PASSAGE CITÉ:
Oyez, oyez ! Le marché du Septième Art est en crise (et ce ne sont pas les expo-conférences tintino-scorsesiennes de notre chère Cinémathèque française qui pourront y remédier). Non, le Cinéma avec un grand « C » doit innover. INNOVER. Pourquoi ne pas comparer, finalement, l’industrie du cinéma et sa trépidante histoire artistico-foutraque à l’univers bourdonnant et cinétique de la start-up qui doit trouver combines et tours de passe-passe pour évoluer en même temps que son public ?
N’ayez crainte, et gardez en tête cette salle obscure dans laquelle vous avez tant cherché à dissimuler vos larmes titanesques (en référence au Titanic de Cameron) en prétextant un gros rhume… Visualisez le grand écran, les publicités pré-films, les seules que vous acceptez encore de regarder aujourd’hui pour leur dimension plus « esthétique » que réellement « capitalistique », dîtes-vous, écoutez le son souvent trop fort et les craquements des pop-corns tout autour de vous (et auxquels vous vous êtes progressivement résigné au fur et à mesure de vos sorties ciné-resto-sexe-dodo).
Et maintenant, fermez les yeux et imaginez… Mars 2017. Cannes. Le soleil, les tongs, les lunettes de soleil, les torses suants et les chignons laqués trop serrés. Le festival et ses stars. Les marches et son tapis rouge…On vous propose d’assister à la projection de Carne et arena – « Chair et sable » – d’Alejandro González Iñárritu et on vous tend un visiocasque : c’est un peu encombrant mais ça vous donne une dégaine de Blade Runner 2017 qui ne vous déplaît pas. Ca y est, vous y êtes enfin, le film est lancé…et vous n’en croyez pas vos yeux ! Vous, spectateur, vous sentez immergé au milieu d’un groupe de migrants traversant le désert nord-américain de Sonora… Félicitations, vous venez d’assister à la première projection cinématographique en réalité augmentée du Festival de Cannes.
Cependant, ce rapprochement du cinéma et du jeu vidéo comme l’a fait le programme Next – une organisation constituée en 2014 pour traiter du futur du cinéma – pour le nouveau film d’Iñárritu, demande de repenser notre façon de concevoir le film et d’appréhender cette nouvelle liberté qui nous est proposée à nous, spectateurs.
La réalité augmentée nous oblige à observer notre environnement à 360°, à nous retourner et à bouger dans l’espace. Le même film peut ainsi offrir une expérience très différente selon les spectateurs, à commencer par celle du son immersif. Le visiocasque est en effet conçu de telle manière à restituer le son selon l’endroit vers lequel on se tourne, si bien que chaque spectateur, même s’il regarde le même film au même moment, peut, selon la posture qu’il adopte, entendre un son différent.

CONSIGNE ÉCRITE A: D'après le passage cité sur le cinéma en réalité augmentée, en quelle année le programme Next a-t-il été constitué ?
CONSIGNE ÉCRITE B: Prolongez le passage cité sur le cinéma en réalité augmentée, en reprenant juste après sa dernière phrase.
Le matériel qui suit provient d'une source distincte du passage cité.

LISTE DU MATÉRIEL:

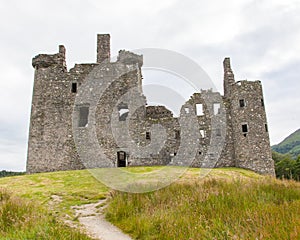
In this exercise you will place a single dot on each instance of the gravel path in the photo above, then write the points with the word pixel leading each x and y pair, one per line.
pixel 92 218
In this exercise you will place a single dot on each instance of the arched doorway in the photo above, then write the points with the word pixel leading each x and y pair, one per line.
pixel 121 159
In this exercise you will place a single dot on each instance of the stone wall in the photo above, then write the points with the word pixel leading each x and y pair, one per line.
pixel 87 116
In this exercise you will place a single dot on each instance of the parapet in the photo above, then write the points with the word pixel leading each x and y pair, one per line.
pixel 130 58
pixel 158 112
pixel 47 60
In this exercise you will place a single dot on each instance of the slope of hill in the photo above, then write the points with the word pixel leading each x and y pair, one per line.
pixel 227 204
pixel 290 145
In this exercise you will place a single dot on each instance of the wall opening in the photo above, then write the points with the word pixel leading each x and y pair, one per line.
pixel 148 135
pixel 83 116
pixel 199 109
pixel 202 133
pixel 177 134
pixel 123 111
pixel 121 159
pixel 242 103
pixel 266 127
pixel 74 88
pixel 245 128
pixel 217 108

RÉPONSE ATTENDUE A: En 2014.

RÉPONSE ATTENDUE B:
Cette nouvelle technologie constituerait donc un danger pour certains cinéastes comme Steven Spielberg. Le réalisateur soutient que la réalité augmentée adaptée au cinéma comporte le risque pour le spectateur de regarder dans une direction non-souhaitée par le cinéaste : s’il décide de se retourner au moment où le personnage principal reçoit sur l’écran principal une flèche en plein coeur, il risque de rater le dénouement central du film.
La réalité augmentée peut aussi remettre en cause l’ensemble des techniques cinématographiques acquises par les réalisateurs, comme les travellings ou les contre-plongées : dans un environnement à 360°, ces techniques n’ont en effet plus raison d’être. Enfin, le port et la vision offerte par le visiocasque peut engendrer une fatigue chez le spectateur s’il est utilisé sur une trop longue durée : il serait donc plutôt préconisé pour les courts-métrages.
Toutefois, face à une 3D qui aujourd’hui plafonne (elle ne représentait que 11 % des tickets vendus en France en 2015), cette technologie pourrait représenter une nouvelle opportunité de relance dans le cinéma, et elle n’est pas la seule : de nombreuses autres innovations cherchent à prendre la relève dans le monde entier. A Dubaï, la chaîne Vox inaugure un écran de 31 mètres de long (le plus grand en France fait 22 mètres de longueur). Dans le même temps, des écrans dits « enveloppants » commencent à apparaître : le ScreenX, développé par un fabricant belge, se prolonge sur les deux murs latéraux de la salle de projection. Lorsque l’on y ajoute des fauteuils vibrants et des effets, l’illusion devient quasi-parfaite : ressentir comme le personnage la sensation de la pluie qui mouille ses vêtements ou du vent qui souffle sur sa nuque, l’odeur terreuse d’une forêt ou marine d’un port un jour de grande marée… L’immersion du spectateur par le son présente aussi de nouveaux potentiels que l’industrie du cinéma doit exploiter à l’avenir. En 2013, Alfonso Cuaron en a donné un premier aperçu dans son film Gravity : la voix de Sandra Bullock retentissait alternativement d’un haut-parleur à l’autre, enveloppant le spectateur de sorte à lui donner cette désagréable impression de vertige vécu par l’astronaute.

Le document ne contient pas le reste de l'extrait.